## [Письменное задание 1]
Ответьте по фрагменту текста:
(а) До какой гостиницы дошли пешком после просмотра?
(б) Как зовут дочерей Вертинского?
(в) На какой улице находилась квартира Аллы?

Ей-то с эдаким мужем роль герцогини была как влитая...

После просмотра пешком дошли до «Астории», в ресторане выпили коньяка по рюмке. Поднялись в номер, а в комнатах – жара, хотя на улице прекрасная весенняя петербургская ночь в зачатье... Александр Николаевич сел в кресло, стянул одну штанин и вдруг почувствовал себя плохо... Успел шепнуть своему администратору, моему многолетнему товарищу, нынче живущему в Нью-Йорке, Абраше Рыкинглазу: «Абрам... там... стол... нитро...». И – все...

Ему было много лет, но что такое много лет? Да и не бывает много лет для жизни. Много лет бывает после смерти...

Провожал я в Питер живого Вертинского, а встретил – в гробу. Гроб был в цветах. Отвезли Вертинского в театр Эстрады, а оттуда – на Новодевичье кладбище. Для захоронения это у вождей – самое почетное место, после Красной площади. Однако сам Александр Николаевич выбрал бы Ваганьковку, потому что был дотошен и всегда интересовался, когда звали его в гости: «Кто будет, с кем посадите?». Любил хорошую компанию, а с Новодевичьего, кроме Чехова, Гоголя да еще нескольких человек, всех повыбрасывали, а на место выброшенных – вождей, тех, кто Россию обрушил...

Спустя месяц я пришел к нему домой. На улице Горького такой знакомый, старомосковский, уютный темноватый подъезд, лифт, пятый этаж... Две длинноногих красавицы-доченьки, Настя и Марианна, мама – «овдовевшая герцогиня»... Большая, роскошная по тем временам квартира, набитая дорогой мебелью, пуста. И теперь уже – навсегда пуста...

Жизнь легко заделывает бреши, пробитые смертью. Однако в каждой стране, в каждом столетье случаются бреши, которые не заделать, и это прекрасно, ибо они, эти бреши, открывают небо в созвездиях... Гляди-ка, друг мой, над Россией сияет созвездие «Барды»... Вертинский, Высоцкий, Галич...

Гляди, друг мой, гляди и слушай…

Вспоминаю один разговор, случившийся, когда я еще и не помышлял об эмиграции. Мы сидели вечером вдвое?» на улице Лизы Чайкиной, в квартире у Аллы – ее дома не было, она у Окуджавы работала

– и пили. Сперва молча. После он меня ругал, говорил, как мне не стыдно писать тексты песен, эту пошлятину, а после от случайной фразы завязался не разговор, а монолог Юры о честности. Путаный, но, думаю, интересный.

– Долматовский – негодяй!

Я рассказал, как Долматовский в театре Эстрады орал, что Солженицын – литературный подонок и власовец. Тогда я и услышал впервые о Солженицыне – «власовец». Может, Долматовский и пустил это в оборот. Трифонов говорил очень просто. Писал длинными периодами, многопланово, а говорил скупо. Даже и по пьяни. А выпил он в тот раз много. Лет за двадцать я его пьяным не видел ни разу. Только говорил еще тише. И слова делались тяжелей...

## [Имеющиеся данные]
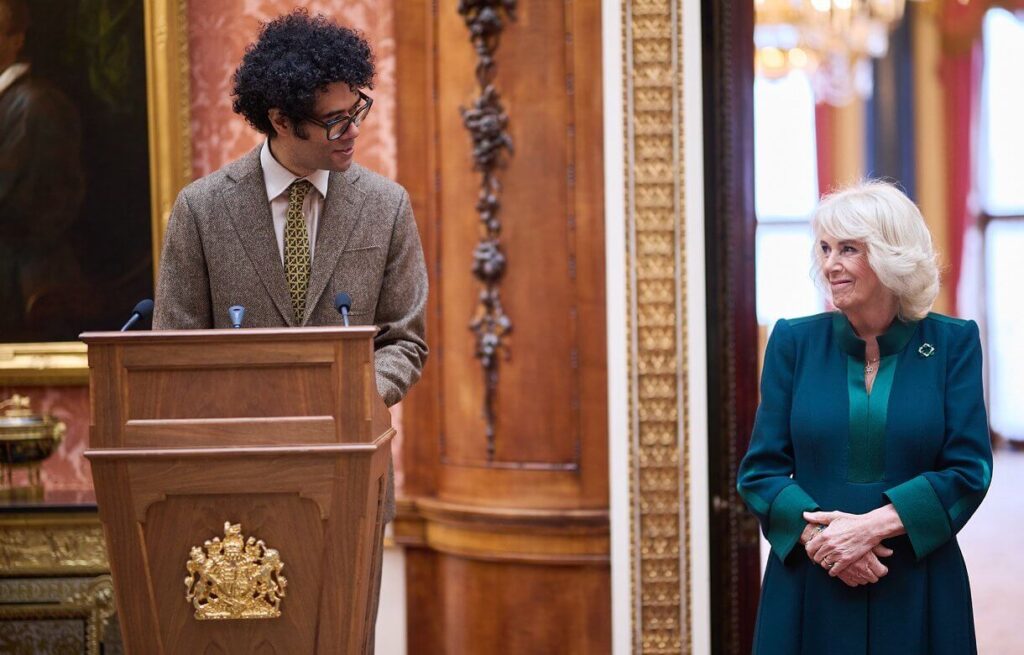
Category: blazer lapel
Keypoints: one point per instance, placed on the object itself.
(342, 208)
(250, 213)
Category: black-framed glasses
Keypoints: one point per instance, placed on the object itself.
(336, 128)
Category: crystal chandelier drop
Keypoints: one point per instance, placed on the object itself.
(833, 40)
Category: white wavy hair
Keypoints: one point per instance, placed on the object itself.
(899, 247)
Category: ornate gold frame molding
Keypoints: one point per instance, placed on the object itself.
(170, 169)
(656, 330)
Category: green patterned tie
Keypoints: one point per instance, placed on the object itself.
(297, 248)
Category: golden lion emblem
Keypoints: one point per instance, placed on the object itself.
(235, 577)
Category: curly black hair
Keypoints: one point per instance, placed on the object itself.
(295, 57)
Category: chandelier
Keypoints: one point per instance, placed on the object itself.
(834, 41)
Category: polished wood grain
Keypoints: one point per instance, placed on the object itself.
(279, 430)
(534, 518)
(732, 342)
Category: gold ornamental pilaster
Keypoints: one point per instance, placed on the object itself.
(655, 264)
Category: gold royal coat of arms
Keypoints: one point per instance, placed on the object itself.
(235, 577)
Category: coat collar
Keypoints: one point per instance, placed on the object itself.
(253, 222)
(893, 341)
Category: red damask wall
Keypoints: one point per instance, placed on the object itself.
(67, 469)
(218, 34)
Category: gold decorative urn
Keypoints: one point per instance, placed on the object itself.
(26, 439)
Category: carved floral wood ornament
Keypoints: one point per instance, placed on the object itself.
(487, 123)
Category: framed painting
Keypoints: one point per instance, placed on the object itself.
(102, 120)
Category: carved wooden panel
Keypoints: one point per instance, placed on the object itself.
(550, 369)
(506, 460)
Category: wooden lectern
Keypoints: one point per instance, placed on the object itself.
(241, 478)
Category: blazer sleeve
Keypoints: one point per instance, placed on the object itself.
(400, 347)
(765, 478)
(183, 287)
(935, 505)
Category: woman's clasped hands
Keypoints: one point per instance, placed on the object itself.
(848, 546)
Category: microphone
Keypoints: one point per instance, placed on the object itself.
(142, 310)
(343, 302)
(237, 312)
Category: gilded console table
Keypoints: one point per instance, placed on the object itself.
(55, 591)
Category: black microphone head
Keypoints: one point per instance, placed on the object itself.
(143, 308)
(343, 300)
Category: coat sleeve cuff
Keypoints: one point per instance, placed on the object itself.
(924, 517)
(785, 519)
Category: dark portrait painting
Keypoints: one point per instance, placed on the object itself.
(75, 213)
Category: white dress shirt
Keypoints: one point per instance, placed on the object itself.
(11, 74)
(278, 180)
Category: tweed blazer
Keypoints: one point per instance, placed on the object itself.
(220, 250)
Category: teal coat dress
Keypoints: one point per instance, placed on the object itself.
(919, 440)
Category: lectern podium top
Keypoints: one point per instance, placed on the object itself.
(245, 387)
(230, 335)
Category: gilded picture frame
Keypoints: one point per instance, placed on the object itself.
(167, 113)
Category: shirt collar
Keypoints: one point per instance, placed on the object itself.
(894, 340)
(279, 178)
(11, 75)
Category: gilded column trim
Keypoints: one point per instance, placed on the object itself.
(169, 108)
(656, 325)
(58, 544)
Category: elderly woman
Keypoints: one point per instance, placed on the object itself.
(870, 448)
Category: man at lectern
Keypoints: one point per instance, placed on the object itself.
(294, 222)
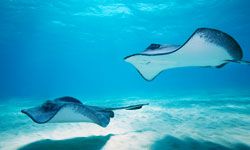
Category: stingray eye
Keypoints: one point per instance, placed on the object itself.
(48, 105)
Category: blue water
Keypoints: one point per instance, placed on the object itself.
(52, 48)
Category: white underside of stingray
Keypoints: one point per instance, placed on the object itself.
(69, 109)
(205, 48)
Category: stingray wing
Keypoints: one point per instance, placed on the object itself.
(68, 110)
(213, 45)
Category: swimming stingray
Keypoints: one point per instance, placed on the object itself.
(205, 48)
(69, 109)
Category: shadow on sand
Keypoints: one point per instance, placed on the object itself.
(86, 143)
(170, 142)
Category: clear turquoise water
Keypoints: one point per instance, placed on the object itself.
(53, 48)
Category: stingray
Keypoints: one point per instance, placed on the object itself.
(69, 109)
(205, 48)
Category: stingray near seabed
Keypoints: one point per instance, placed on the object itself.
(69, 109)
(205, 48)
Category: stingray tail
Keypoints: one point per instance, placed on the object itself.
(131, 107)
(240, 62)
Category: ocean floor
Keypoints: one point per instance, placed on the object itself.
(205, 121)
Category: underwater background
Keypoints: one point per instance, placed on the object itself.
(53, 48)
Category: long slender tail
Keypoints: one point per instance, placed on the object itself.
(240, 61)
(131, 107)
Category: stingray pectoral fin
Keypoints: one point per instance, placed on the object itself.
(148, 66)
(240, 61)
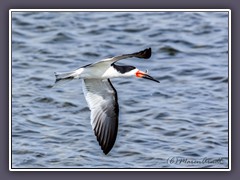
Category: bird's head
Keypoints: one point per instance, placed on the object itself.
(127, 71)
(141, 74)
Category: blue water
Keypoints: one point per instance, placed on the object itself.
(183, 117)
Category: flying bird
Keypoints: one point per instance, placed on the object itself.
(100, 94)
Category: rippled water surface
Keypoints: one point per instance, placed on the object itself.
(166, 125)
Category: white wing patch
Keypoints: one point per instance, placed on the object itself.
(102, 101)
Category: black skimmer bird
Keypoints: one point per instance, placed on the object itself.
(100, 94)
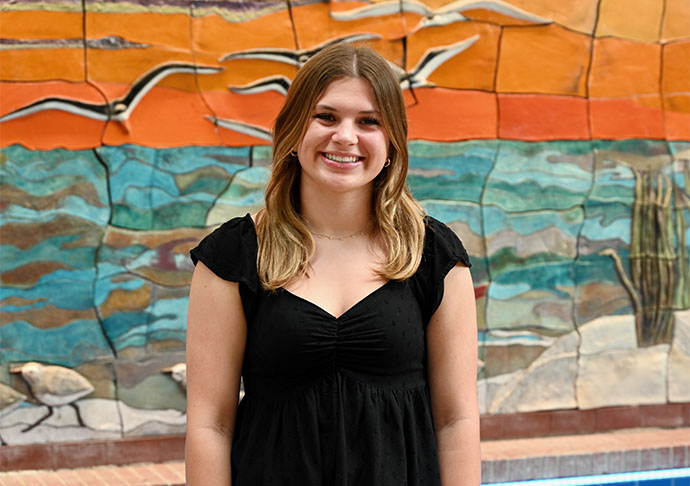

## [Письменное задание 2]
Приведите все строки листинга, содержащие строку «hair». Регистр учитывается.

## [Полный ответ 1]
(а) До «Астории».
(б) Настя и Марианна.
(в) На улице Лизы Чайкиной.

## [Полный ответ 2]
Category: white wavy hair
Category: curly black hair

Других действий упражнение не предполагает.